### CHALLENGES
A) Copy the part of the album description that opens with the words "EAC | FLAC |" and closes with "the downtown scene.", replacing "nonet" with "nine-piece band".
B) Put the lines of the entries, from their first line through the line containing "[14,4,80,42]", into a Markdown table with the columns Row and Entry line, giving each row a number and leaving out blank lines.

### TEXT
++++
Steven Bernstein - Diaspora Suite (2008)
EAC | FLAC | Tracks (Cue&Log) ~ 424 Mb | Mp3 (CBR320) ~ 172 Mb | Scans included | 01:05:11
Modern Creative, Experimental Big Band, Jazz-Rock, Fusion | Label: Tzadik | # TZ 8122

With groups like Sex Mob, Millennial Territory Orchestra and Diaspora Soul, Steven Bernstein is energizing the downtown scene with a passionate and indefatigable creativity. His brilliance continues with Diaspora Suite, the fourth installment in his Diaspora series for Tzadik and perhaps the best! Twelve original compositions exploring the Jewish tradition are brilliantly performed by a nonet of California musicians including Ben Goldberg, Peter Apfelbaum and several key players from his legendary band the Hieroglyphics. Channeling Miles Davis, Gil Evans and the Sephardic traditions of Darkness and Light, this is fabulous new Jewish music by one of the most talented and charismatic figures in the downtown scene.

Diaspora Suite is the fourth in a series of Diaspora recordings that composer, trumpeter, bandleader, arranger, session player, producer, and musician-about-the-world Steven Bernstein has released on John Zorn's Tzadik imprint since 1999. The first three, Diaspora Soul, Diaspora Blues, and Diaspora Hollywood, were all universally acclaimed for their originality in taking traditional cantorial songs and other Ashkenazi folk music and arranging them in ways that allowed for elements of jazz, blues, rock, funk, soul, and even show tunes to integrate and transform one another without losing what was inherent to begin with. Now, four records in nearly nine years isn't a stretch for most musicians. But it's a wonder Bernstein gets them done at all, given the sheer number of other projects that he is deeply involved with – working with Hal Willner on the Leonard Cohen tribute/documentary I'm Your Man, directing the band for Robert Altman's film Kansas City and taking the band on tour, scoring episodes of the Backyardagains animated TV series, playing with his longtime group Sex Mob, being a member of Levon Helm's band in Woodstock, playing dozens of recording sessions on trumpet and slide trumpet, playing in the Millennial Territory Orchestra, and playing in the Harlem Experiment – as well as being a family man. According to his liner essay, Bernstein said label boss Zorn told him that if he wanted to record another album in the Diaspora series, he wanted all original material. Bernstein sat on this information while going about tours with his Diaspora band and doing all of his other work, all of which was tightly arranged. When playing with the Kansas City Band at Altman's memorial, he was amazed at the sheer number of actors, writers, and family who paid tribute to the man and his work ethic. A couple of Altman quotes guided him, including "You write so the actors know who they are…allow the conversation to unfold…and get it all on tape" and "Create an event and shoot it like to you have no control over it."
++++
### STORED RECORDS
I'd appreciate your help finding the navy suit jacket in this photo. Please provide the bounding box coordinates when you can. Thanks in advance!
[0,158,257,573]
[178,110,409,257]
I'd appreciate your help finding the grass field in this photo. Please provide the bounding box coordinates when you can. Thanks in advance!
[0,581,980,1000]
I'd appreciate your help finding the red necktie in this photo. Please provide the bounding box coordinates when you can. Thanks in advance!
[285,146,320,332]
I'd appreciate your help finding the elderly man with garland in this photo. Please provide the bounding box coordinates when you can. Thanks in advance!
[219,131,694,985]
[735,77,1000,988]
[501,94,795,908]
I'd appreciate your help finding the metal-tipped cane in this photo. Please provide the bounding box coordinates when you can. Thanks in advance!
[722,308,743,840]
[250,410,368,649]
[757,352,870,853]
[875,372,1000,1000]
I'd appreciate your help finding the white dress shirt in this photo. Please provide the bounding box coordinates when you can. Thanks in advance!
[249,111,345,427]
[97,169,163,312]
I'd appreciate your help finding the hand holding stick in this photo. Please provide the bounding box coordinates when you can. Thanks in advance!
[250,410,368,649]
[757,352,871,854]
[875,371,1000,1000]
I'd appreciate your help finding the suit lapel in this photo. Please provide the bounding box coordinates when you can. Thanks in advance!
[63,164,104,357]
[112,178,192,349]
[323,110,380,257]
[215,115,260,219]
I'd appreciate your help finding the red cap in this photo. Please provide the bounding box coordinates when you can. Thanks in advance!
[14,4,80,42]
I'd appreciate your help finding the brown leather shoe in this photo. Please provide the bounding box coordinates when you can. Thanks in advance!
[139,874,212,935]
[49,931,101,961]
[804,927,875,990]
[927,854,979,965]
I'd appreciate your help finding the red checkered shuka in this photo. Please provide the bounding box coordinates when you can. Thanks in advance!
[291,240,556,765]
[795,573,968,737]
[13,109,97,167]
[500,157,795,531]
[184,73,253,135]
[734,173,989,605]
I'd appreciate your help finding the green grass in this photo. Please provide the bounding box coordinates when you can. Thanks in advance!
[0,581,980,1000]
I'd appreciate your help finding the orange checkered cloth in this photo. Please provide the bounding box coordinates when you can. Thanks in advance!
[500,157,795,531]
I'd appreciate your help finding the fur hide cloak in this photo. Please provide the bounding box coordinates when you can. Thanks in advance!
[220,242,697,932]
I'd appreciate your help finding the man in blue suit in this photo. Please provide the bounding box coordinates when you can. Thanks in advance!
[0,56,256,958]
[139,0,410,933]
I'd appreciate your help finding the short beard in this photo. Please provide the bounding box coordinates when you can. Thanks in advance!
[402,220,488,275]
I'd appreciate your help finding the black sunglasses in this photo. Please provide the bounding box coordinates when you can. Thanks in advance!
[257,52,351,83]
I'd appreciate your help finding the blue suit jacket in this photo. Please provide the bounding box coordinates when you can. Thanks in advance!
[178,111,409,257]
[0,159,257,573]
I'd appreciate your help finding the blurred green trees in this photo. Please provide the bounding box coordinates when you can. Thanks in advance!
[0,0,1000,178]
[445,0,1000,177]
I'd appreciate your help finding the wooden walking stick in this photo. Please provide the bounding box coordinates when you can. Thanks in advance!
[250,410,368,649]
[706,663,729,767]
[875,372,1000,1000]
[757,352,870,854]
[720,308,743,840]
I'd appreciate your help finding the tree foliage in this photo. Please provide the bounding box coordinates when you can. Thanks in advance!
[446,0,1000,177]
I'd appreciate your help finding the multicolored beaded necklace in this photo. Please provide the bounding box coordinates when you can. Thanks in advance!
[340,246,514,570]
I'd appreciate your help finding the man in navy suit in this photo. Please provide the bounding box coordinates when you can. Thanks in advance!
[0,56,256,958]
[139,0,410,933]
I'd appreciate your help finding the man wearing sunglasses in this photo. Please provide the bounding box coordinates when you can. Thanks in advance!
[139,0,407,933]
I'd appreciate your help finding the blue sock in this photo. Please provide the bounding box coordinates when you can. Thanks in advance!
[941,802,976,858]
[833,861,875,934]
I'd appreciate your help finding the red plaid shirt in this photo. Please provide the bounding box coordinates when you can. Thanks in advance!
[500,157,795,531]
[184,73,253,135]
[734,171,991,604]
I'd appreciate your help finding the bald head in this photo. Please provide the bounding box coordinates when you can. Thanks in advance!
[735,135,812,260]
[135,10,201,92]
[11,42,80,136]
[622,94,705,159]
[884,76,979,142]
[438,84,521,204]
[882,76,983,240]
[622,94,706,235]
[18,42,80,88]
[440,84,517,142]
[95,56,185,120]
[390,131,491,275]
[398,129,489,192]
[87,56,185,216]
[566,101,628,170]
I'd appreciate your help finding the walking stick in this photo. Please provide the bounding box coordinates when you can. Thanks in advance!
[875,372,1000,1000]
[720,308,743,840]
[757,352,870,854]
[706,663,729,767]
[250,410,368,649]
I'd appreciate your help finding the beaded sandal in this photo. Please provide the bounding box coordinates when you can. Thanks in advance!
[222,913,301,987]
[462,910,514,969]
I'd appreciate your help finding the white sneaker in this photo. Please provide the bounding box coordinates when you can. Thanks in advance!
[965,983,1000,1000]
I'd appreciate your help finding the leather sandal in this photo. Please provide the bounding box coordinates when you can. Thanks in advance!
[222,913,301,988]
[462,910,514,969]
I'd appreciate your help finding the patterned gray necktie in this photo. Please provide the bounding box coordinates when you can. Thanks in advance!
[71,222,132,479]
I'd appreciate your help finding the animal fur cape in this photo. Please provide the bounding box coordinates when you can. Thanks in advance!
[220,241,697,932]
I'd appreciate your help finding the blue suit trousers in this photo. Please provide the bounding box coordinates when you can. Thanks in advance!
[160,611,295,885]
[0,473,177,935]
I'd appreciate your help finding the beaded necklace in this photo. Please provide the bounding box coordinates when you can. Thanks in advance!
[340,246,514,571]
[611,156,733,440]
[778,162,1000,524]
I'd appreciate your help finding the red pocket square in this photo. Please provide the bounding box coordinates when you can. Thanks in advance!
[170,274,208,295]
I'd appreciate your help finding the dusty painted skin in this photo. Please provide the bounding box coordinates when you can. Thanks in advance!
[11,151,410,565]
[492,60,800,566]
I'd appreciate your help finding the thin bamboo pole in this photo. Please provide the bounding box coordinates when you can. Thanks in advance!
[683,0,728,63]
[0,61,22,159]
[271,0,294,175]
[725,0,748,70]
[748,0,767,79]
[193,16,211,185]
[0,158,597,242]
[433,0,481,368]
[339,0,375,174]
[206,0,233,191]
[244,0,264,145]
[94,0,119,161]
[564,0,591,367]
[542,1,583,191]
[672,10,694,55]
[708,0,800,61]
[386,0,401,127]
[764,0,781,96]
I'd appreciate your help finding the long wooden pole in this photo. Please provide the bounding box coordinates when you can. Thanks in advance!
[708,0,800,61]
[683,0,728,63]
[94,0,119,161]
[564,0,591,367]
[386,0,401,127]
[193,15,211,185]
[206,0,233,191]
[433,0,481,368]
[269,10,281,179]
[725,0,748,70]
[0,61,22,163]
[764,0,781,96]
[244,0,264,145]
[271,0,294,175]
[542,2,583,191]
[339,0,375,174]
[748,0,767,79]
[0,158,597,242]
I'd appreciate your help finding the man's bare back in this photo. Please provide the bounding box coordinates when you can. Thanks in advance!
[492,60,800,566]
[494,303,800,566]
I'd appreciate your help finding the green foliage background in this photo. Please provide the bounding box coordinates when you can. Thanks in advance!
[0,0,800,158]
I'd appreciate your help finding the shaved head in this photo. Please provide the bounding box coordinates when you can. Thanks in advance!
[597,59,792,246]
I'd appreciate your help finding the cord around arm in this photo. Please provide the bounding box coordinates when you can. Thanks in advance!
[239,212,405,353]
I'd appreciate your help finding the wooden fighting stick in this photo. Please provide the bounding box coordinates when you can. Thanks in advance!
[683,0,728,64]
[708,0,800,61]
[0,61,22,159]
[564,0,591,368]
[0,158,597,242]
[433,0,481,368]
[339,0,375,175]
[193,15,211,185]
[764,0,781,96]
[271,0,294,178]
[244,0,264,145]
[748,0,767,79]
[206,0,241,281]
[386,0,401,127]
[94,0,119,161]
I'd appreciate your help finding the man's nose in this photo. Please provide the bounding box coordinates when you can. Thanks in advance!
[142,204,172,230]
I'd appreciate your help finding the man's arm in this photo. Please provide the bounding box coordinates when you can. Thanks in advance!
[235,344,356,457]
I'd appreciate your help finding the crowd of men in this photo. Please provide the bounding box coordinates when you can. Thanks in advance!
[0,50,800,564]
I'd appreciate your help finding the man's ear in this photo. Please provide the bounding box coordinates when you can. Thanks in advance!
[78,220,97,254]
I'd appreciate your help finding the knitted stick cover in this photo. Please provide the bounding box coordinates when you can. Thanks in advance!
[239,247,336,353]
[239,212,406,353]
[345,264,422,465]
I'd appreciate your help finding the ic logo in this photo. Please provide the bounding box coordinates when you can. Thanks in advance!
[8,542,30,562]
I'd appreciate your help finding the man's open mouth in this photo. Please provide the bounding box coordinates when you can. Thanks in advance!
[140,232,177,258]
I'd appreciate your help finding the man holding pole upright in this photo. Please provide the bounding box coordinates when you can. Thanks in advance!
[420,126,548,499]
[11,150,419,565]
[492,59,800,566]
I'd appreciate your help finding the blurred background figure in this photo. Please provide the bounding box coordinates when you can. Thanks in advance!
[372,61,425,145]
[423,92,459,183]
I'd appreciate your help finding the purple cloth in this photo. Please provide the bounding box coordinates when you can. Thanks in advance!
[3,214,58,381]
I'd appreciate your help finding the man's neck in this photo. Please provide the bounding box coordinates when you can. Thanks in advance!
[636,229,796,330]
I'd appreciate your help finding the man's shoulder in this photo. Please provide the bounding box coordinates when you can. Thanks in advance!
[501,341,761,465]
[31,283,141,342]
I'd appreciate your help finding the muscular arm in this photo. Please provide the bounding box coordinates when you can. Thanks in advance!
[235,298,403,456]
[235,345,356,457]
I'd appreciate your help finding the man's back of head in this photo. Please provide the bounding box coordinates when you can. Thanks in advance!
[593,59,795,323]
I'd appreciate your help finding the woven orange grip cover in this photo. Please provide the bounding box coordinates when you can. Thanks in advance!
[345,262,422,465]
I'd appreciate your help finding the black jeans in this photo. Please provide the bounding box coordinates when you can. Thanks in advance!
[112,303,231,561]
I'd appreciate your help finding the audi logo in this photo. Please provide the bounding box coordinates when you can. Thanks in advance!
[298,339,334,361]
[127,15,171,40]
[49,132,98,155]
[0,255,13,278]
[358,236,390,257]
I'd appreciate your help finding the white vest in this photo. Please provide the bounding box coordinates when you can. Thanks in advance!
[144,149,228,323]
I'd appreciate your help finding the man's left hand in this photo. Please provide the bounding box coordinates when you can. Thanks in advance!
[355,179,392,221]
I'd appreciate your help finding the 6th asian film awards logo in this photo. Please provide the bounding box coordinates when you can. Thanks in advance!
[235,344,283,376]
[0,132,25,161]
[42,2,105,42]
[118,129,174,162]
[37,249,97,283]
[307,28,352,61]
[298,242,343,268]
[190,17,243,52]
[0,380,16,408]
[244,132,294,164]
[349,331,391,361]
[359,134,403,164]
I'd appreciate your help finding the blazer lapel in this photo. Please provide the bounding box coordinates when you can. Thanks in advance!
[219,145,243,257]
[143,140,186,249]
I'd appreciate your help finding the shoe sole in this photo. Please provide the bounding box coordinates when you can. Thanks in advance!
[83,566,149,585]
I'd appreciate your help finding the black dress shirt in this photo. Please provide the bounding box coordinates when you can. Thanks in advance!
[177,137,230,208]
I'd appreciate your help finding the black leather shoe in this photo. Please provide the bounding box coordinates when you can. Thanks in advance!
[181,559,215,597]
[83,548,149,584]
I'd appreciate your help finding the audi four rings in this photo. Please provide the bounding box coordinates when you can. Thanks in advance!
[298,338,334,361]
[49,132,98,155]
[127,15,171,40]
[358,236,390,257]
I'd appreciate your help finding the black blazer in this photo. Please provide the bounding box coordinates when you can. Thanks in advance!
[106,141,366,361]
++++
### RESPONSES TO THE EXERCISE
A)
EAC | FLAC | Tracks (Cue&Log) ~ 424 Mb | Mp3 (CBR320) ~ 172 Mb | Scans included | 01:05:11
Modern Creative, Experimental Big Band, Jazz-Rock, Fusion | Label: Tzadik | # TZ 8122

With groups like Sex Mob, Millennial Territory Orchestra and Diaspora Soul, Steven Bernstein is energizing the downtown scene with a passionate and indefatigable creativity. His brilliance continues with Diaspora Suite, the fourth installment in his Diaspora series for Tzadik and perhaps the best! Twelve original compositions exploring the Jewish tradition are brilliantly performed by a nine-piece band of California musicians including Ben Goldberg, Peter Apfelbaum and several key players from his legendary band the Hieroglyphics. Channeling Miles Davis, Gil Evans and the Sephardic traditions of Darkness and Light, this is fabulous new Jewish music by one of the most talented and charismatic figures in the downtown scene.

B)
| Row | Entry line |
|---|---|
| 1 | I'd appreciate your help finding the navy suit jacket in this photo. Please provide the bounding box coordinates when you can. Thanks in advance! |
| 2 | [0,158,257,573] |
| 3 | [178,110,409,257] |
| 4 | I'd appreciate your help finding the grass field in this photo. Please provide the bounding box coordinates when you can. Thanks in advance! |
| 5 | [0,581,980,1000] |
| 6 | I'd appreciate your help finding the red necktie in this photo. Please provide the bounding box coordinates when you can. Thanks in advance! |
| 7 | [285,146,320,332] |
| 8 | I'd appreciate your help finding the elderly man with garland in this photo. Please provide the bounding box coordinates when you can. Thanks in advance! |
| 9 | [219,131,694,985] |
| 10 | [735,77,1000,988] |
| 11 | [501,94,795,908] |
| 12 | I'd appreciate your help finding the metal-tipped cane in this photo. Please provide the bounding box coordinates when you can. Thanks in advance! |
| 13 | [722,308,743,840] |
| 14 | [250,410,368,649] |
| 15 | [757,352,870,853] |
| 16 | [875,372,1000,1000] |
| 17 | I'd appreciate your help finding the white dress shirt in this photo. Please provide the bounding box coordinates when you can. Thanks in advance! |
| 18 | [249,111,345,427] |
| 19 | [97,169,163,312] |
| 20 | I'd appreciate your help finding the hand holding stick in this photo. Please provide the bounding box coordinates when you can. Thanks in advance! |
| 21 | [250,410,368,649] |
| 22 | [757,352,871,854] |
| 23 | [875,371,1000,1000] |
| 24 | I'd appreciate your help finding the suit lapel in this photo. Please provide the bounding box coordinates when you can. Thanks in advance! |
| 25 | [63,164,104,357] |
| 26 | [112,178,192,349] |
| 27 | [323,110,380,257] |
| 28 | [215,115,260,219] |
| 29 | I'd appreciate your help finding the red cap in this photo. Please provide the bounding box coordinates when you can. Thanks in advance! |
| 30 | [14,4,80,42] |